**WORK REQUIRED**
The lines from the start of the data through the line with "Object detection labeling — target class: orange" are to be returned verbatim; all later lines are to be omitted.

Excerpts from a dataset
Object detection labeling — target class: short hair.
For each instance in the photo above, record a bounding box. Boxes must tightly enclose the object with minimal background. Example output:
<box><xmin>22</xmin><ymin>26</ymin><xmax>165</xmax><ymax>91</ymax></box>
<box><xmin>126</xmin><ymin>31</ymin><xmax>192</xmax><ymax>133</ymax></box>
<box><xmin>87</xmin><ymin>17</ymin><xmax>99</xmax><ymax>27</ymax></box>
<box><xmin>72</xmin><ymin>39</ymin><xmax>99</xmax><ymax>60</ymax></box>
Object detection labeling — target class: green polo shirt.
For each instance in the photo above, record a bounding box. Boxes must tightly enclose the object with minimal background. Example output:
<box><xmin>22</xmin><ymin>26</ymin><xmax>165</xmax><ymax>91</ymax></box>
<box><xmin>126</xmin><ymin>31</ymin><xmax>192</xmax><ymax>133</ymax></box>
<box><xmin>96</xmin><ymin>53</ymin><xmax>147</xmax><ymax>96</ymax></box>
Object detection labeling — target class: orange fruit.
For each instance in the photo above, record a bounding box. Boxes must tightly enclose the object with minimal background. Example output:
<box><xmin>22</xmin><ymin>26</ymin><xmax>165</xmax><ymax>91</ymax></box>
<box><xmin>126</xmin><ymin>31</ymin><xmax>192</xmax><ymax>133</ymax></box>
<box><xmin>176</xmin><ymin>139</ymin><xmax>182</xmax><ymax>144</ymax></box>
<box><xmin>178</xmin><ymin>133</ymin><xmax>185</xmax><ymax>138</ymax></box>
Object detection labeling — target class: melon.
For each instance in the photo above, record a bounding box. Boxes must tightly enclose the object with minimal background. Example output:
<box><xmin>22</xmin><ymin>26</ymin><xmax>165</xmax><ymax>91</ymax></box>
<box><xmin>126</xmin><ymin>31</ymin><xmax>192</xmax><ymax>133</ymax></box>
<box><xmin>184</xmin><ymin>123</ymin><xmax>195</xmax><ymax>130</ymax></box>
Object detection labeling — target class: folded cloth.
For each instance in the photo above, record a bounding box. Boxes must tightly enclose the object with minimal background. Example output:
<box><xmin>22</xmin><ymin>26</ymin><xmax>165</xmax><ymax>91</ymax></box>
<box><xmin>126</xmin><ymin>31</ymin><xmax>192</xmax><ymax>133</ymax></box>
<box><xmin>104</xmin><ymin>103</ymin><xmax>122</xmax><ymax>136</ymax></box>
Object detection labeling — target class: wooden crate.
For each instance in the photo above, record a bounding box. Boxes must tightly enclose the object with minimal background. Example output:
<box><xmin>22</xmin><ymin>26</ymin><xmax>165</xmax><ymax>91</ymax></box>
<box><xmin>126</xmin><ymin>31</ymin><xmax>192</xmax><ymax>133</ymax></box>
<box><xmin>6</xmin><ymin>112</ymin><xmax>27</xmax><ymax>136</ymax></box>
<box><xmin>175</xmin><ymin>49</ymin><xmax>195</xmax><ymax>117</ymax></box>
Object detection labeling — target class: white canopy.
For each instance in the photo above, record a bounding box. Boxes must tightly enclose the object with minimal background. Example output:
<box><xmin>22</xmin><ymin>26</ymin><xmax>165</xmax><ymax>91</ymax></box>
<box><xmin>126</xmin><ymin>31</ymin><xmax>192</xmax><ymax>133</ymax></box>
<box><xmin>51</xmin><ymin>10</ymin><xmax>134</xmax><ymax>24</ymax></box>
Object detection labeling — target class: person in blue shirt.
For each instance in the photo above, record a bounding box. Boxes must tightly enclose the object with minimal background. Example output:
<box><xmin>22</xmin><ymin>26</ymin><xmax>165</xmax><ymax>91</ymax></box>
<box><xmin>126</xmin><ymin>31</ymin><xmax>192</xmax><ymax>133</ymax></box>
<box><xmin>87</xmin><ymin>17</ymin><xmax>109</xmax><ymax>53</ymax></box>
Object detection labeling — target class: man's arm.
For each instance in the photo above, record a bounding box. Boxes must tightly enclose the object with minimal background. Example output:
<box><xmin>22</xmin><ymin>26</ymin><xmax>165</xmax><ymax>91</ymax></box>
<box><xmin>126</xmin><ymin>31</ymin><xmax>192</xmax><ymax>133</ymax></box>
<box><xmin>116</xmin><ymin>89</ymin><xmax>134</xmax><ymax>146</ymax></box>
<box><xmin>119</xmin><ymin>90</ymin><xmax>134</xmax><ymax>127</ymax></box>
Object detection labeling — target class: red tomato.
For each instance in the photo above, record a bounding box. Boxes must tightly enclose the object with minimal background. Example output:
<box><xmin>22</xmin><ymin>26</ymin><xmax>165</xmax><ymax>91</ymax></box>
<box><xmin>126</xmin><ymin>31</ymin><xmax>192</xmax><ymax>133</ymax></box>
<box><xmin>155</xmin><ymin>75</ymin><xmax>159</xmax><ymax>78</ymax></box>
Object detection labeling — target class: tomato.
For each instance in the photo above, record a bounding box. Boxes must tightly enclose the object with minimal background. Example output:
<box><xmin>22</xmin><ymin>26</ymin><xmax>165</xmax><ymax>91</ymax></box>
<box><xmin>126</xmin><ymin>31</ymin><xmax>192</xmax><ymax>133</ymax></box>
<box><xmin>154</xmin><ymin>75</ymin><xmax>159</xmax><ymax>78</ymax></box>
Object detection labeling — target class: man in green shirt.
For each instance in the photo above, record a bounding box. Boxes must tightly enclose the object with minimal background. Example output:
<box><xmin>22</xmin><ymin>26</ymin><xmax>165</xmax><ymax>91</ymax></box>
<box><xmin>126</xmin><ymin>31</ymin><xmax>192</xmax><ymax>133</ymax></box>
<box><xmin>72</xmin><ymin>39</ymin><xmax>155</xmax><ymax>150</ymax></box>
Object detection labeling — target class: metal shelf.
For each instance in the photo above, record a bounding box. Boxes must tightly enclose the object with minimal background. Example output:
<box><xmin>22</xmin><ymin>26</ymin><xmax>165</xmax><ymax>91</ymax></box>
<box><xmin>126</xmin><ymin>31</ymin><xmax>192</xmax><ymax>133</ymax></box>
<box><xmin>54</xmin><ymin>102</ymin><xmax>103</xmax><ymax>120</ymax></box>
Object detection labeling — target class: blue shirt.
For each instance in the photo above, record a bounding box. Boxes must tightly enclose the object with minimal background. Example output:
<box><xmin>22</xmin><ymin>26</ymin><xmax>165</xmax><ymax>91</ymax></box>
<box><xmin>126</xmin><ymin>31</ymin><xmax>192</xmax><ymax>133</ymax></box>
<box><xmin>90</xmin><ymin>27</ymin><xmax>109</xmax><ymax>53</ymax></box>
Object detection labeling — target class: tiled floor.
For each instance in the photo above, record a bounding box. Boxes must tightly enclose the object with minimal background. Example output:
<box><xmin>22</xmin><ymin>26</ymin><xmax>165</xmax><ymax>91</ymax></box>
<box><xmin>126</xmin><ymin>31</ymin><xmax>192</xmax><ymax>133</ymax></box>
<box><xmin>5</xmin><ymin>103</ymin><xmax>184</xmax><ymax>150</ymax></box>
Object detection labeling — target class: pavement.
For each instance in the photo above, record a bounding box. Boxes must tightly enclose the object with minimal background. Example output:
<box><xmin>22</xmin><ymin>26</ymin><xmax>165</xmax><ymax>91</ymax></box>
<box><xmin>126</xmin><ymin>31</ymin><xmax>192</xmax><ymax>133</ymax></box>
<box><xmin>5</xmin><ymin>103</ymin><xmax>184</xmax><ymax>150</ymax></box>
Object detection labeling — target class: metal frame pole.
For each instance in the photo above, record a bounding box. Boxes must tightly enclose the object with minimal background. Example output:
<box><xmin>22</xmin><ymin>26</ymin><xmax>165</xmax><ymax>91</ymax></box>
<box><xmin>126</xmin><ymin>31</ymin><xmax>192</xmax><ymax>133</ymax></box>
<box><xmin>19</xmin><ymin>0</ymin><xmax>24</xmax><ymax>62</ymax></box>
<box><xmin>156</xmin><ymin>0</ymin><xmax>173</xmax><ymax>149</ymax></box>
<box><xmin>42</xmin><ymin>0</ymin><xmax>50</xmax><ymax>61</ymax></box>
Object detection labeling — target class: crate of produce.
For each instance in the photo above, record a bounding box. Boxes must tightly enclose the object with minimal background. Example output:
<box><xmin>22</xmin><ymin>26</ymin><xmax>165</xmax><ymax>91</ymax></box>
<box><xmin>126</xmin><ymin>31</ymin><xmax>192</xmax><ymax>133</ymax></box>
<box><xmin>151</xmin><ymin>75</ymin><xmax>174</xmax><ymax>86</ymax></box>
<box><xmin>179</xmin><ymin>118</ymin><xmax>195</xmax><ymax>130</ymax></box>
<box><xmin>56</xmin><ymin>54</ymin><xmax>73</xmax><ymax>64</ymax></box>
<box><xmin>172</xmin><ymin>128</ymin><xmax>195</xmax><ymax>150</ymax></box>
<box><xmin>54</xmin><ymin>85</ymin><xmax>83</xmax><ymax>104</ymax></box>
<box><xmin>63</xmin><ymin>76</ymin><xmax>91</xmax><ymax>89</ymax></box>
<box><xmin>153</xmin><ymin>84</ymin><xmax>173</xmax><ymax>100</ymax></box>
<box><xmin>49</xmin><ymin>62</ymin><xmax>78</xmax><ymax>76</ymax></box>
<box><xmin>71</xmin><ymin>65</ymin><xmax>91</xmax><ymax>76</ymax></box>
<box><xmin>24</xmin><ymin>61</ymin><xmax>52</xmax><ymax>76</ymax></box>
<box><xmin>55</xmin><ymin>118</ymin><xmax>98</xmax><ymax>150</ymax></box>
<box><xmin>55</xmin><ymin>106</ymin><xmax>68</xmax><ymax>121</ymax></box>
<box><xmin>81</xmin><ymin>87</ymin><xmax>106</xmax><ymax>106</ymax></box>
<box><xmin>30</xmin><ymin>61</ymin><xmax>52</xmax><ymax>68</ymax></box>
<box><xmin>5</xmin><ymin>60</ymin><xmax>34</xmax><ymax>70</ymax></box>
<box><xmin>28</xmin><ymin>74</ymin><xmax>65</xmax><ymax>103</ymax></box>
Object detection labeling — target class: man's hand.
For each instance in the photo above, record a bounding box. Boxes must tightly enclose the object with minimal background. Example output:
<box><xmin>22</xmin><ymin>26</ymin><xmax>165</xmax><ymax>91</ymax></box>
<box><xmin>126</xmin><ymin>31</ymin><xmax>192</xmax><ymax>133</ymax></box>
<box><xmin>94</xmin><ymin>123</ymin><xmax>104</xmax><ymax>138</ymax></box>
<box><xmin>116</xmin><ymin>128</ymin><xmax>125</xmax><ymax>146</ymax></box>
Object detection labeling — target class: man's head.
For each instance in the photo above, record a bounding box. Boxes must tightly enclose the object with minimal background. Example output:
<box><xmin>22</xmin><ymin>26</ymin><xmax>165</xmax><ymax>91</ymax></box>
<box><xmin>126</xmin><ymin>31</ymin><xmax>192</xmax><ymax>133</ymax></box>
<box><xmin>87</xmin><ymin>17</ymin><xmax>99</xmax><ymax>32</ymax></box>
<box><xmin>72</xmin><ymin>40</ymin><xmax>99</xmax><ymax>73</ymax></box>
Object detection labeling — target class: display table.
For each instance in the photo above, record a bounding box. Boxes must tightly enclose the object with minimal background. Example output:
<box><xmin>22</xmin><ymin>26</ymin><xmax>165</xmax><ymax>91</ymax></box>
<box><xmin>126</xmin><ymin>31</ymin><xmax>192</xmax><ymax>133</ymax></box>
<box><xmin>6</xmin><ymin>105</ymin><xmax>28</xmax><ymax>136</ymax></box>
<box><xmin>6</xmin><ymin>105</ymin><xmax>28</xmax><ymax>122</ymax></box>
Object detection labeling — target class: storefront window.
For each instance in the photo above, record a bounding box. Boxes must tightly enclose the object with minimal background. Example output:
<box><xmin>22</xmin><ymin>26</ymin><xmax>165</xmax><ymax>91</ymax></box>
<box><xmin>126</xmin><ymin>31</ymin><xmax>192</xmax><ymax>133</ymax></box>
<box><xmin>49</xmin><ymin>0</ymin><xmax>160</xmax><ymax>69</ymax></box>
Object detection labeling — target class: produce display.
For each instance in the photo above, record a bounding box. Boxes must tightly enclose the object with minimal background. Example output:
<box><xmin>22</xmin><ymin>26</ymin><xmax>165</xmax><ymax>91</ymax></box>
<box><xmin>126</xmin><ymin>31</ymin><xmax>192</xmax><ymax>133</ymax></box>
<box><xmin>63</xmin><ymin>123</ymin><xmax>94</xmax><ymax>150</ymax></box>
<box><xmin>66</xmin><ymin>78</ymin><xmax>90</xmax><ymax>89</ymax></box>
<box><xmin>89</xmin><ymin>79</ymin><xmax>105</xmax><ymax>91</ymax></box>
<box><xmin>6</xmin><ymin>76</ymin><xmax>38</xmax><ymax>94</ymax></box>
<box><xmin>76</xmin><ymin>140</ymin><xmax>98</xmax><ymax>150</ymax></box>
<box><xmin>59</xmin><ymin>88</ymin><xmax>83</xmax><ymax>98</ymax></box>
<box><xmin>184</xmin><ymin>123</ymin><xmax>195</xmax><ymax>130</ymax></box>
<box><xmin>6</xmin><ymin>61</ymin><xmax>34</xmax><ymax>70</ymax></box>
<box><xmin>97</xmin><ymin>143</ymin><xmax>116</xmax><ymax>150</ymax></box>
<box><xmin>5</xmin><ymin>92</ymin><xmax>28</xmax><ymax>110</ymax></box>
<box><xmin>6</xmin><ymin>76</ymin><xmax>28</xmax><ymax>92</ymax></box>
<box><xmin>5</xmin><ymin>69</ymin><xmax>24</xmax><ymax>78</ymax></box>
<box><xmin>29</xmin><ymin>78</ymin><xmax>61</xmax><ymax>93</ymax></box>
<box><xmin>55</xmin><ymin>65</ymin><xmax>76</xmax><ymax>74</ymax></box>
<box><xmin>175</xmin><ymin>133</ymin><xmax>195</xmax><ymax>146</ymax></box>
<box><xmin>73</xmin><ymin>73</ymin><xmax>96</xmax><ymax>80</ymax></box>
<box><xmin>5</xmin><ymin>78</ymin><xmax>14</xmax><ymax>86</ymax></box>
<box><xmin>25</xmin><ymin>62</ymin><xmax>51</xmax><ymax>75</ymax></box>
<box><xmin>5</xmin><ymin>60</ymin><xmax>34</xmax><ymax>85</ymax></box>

**YOUR RESPONSE**
Object detection labeling — target class: short hair.
For each instance in the photo above, record a bounding box. Boxes must tightly enclose the object with minimal background. Example output:
<box><xmin>22</xmin><ymin>26</ymin><xmax>165</xmax><ymax>91</ymax></box>
<box><xmin>126</xmin><ymin>31</ymin><xmax>192</xmax><ymax>133</ymax></box>
<box><xmin>87</xmin><ymin>17</ymin><xmax>99</xmax><ymax>27</ymax></box>
<box><xmin>72</xmin><ymin>39</ymin><xmax>99</xmax><ymax>60</ymax></box>
Object detection labeling — target class: green polo shirt.
For each instance in the photo above, record a bounding box. Boxes must tightly enclose the object with minimal background. Example output:
<box><xmin>22</xmin><ymin>26</ymin><xmax>165</xmax><ymax>91</ymax></box>
<box><xmin>126</xmin><ymin>31</ymin><xmax>192</xmax><ymax>133</ymax></box>
<box><xmin>96</xmin><ymin>53</ymin><xmax>147</xmax><ymax>96</ymax></box>
Object detection labeling — target class: orange fruit.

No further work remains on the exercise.